What to work on:
(1) Answer these about the Civilization 2 post:
(a) By which game did the writer first succeed on Deity?
(b) Which concept does the writer call the absolute most important?
(c) What does the post say the Civ 2 AI loves to do?
(2) Revise the Civilization 2 post, giving everything from "Part 14: Mechanics: Some" down to "read the instructions." with "mastery" changed to "skill".
(3) List every difficulty level the Civilization 2 post names.
* start Reading text *
The Let's Play Archive

Civilization 2

by Melth

Part 14: Mechanics: Some techniques for good strategic thinking in general

cheetah7071 posted:

Out of curiosity, do you have a rough idea of how long it takes you to achieve this level of mastery in a strategy game? Do you have to pay your hundreds of hours of dues, or do you make a concious effort to think at this level of depth from the beginning to cut some of the learning curve out?


It's a little hard to answer that. At the risk of sounding boastful, I think the short answer is no, I'm very good at most strategy games immediately and can beat experienced players in multiplayer or win on the hardest difficulty singleplayer. Like anyone, I do get much better with practice, but I start well. It's a big surprise to me when I can't beat someone at their favorite games on my first try as long as I've been allowed to read the instructions.

In the case of Civ 2 I started playing when I was a kid with no instructions. So game 1 I didn't even know how to move diagonally and whatnot for a while, but I think I scraped together a win since it was only Prince difficulty or something. Once I actually knew what I was doing, it wasn't really hard to jump up to Emperor or so. Making the jump to successful Deity took me till game 3, and I had to read some articles on the actual mechanics of the game because the in-game instructions were totally unhelpful about the details.

You're basically correct that being good at games on the first try is all about making an effort to think deeply from the start. I'd add that strategic thinking is a skill one can get better at and a habit one can get into. I pretty much try to think strategically about everything all the time and that helps a lot. It also helps to have a strict policy of always playing on the hardest available difficulty and to try to win with self-imposed handicaps in multiplayer (Keep them secret so you don't hurt anyone's pride). You get better when you challenge yourself. I think I'd also add a few general tricks, principles, and helpful ways of thinking I employ in no particular order:

1) Opportunity cost. There are some very interesting economics concepts which are incredibly powerful for approaching strategy games as well as real-life decision making. The absolute most important is "opportunity cost". If you are not thinking about opportunity costs, you are thinking wrong. I've talked about this idea before, but to sum it up again the opportunity cost of doing something or using a resource for a particular purpose is the cost to you of not doing the best possible alternative instead. Don't ask yourself if, say, paying to speed-build a Temple now is worth the price in gold, ask if it's better than anything else you could possibly spend that gold on or save it for. Don't ask yourself if you'll benefit from taking an opponent's pawn, ask yourself if you could benefit more by taking another piece. Don't ask yourself if you want to have the Great Library enough to spend a bunch of turns/Caravans building it, ask yourself if there's another wonder you'd rather have more. Don't ask if Guy can beat the enemy, ask if someone else can beat the enemy more effectively.

I see loads of people putting forward clearly terrible strategies and tips and such in all kinds of situations because they aren't considering that there are much better options available. They're forgetting the opportunity cost.

2) Think from the opponent's perspective. The simplest version of this is noticing the quirks of an AI and exploiting them. For example, the Civ 2 AI just LOVES to move its units, and will move them even when staying put is better. GBA Fire Emblem enemies have no concept of miss chance and can thus be manipulated into making totally pointless and suicidal attacks. The next-simplest version is trying to figure out what your opponent's moves will be several turns in advance. Where things get complicated is when you need to consider what the opponent actually knows and what they can guess and try to figure out what they'll do based on that. And where things get really complicated is trying to identify the irrationalities, preferences, and goals of human opponents that will make them behave differently than you would in their position.
* end Reading text *
* start Records supplied *
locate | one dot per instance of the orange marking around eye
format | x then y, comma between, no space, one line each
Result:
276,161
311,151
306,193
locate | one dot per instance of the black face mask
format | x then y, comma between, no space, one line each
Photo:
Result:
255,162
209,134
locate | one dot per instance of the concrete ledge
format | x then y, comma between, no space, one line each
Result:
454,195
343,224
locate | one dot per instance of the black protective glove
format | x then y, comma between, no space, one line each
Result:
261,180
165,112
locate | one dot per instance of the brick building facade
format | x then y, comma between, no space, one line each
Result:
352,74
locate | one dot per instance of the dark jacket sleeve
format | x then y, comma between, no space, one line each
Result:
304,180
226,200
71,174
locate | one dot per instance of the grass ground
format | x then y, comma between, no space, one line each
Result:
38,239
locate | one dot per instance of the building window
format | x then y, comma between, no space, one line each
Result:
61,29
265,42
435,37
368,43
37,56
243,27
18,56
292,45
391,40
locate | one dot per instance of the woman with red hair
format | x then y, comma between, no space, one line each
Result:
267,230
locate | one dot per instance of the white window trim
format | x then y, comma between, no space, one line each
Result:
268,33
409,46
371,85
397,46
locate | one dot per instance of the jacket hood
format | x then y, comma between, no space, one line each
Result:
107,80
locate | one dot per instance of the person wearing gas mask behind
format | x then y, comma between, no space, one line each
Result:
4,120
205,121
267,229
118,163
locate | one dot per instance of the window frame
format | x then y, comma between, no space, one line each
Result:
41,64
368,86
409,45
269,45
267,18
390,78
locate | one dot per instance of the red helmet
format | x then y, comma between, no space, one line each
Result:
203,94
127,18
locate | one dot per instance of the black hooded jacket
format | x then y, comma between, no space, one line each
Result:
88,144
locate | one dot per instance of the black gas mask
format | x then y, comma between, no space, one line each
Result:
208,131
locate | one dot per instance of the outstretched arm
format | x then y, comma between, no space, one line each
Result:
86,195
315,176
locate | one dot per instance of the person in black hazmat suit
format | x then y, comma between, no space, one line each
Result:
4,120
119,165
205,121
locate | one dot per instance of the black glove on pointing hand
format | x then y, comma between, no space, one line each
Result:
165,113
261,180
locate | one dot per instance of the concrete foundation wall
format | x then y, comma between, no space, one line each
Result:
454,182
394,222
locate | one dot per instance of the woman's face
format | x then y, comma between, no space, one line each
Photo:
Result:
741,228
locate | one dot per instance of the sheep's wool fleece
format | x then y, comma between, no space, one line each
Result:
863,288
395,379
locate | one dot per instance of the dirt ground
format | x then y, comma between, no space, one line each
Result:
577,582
* end Records supplied *
Written responses:
(1)
(a) Game 3
(b) Opportunity cost
(c) Move its units, even when staying put is better

(2)
Part 14: Mechanics: Some techniques for good strategic thinking in general

cheetah7071 posted:

Out of curiosity, do you have a rough idea of how long it takes you to achieve this level of skill in a strategy game? Do you have to pay your hundreds of hours of dues, or do you make a concious effort to think at this level of depth from the beginning to cut some of the learning curve out?


It's a little hard to answer that. At the risk of sounding boastful, I think the short answer is no, I'm very good at most strategy games immediately and can beat experienced players in multiplayer or win on the hardest difficulty singleplayer. Like anyone, I do get much better with practice, but I start well. It's a big surprise to me when I can't beat someone at their favorite games on my first try as long as I've been allowed to read the instructions.

(3) Prince, Emperor, Deity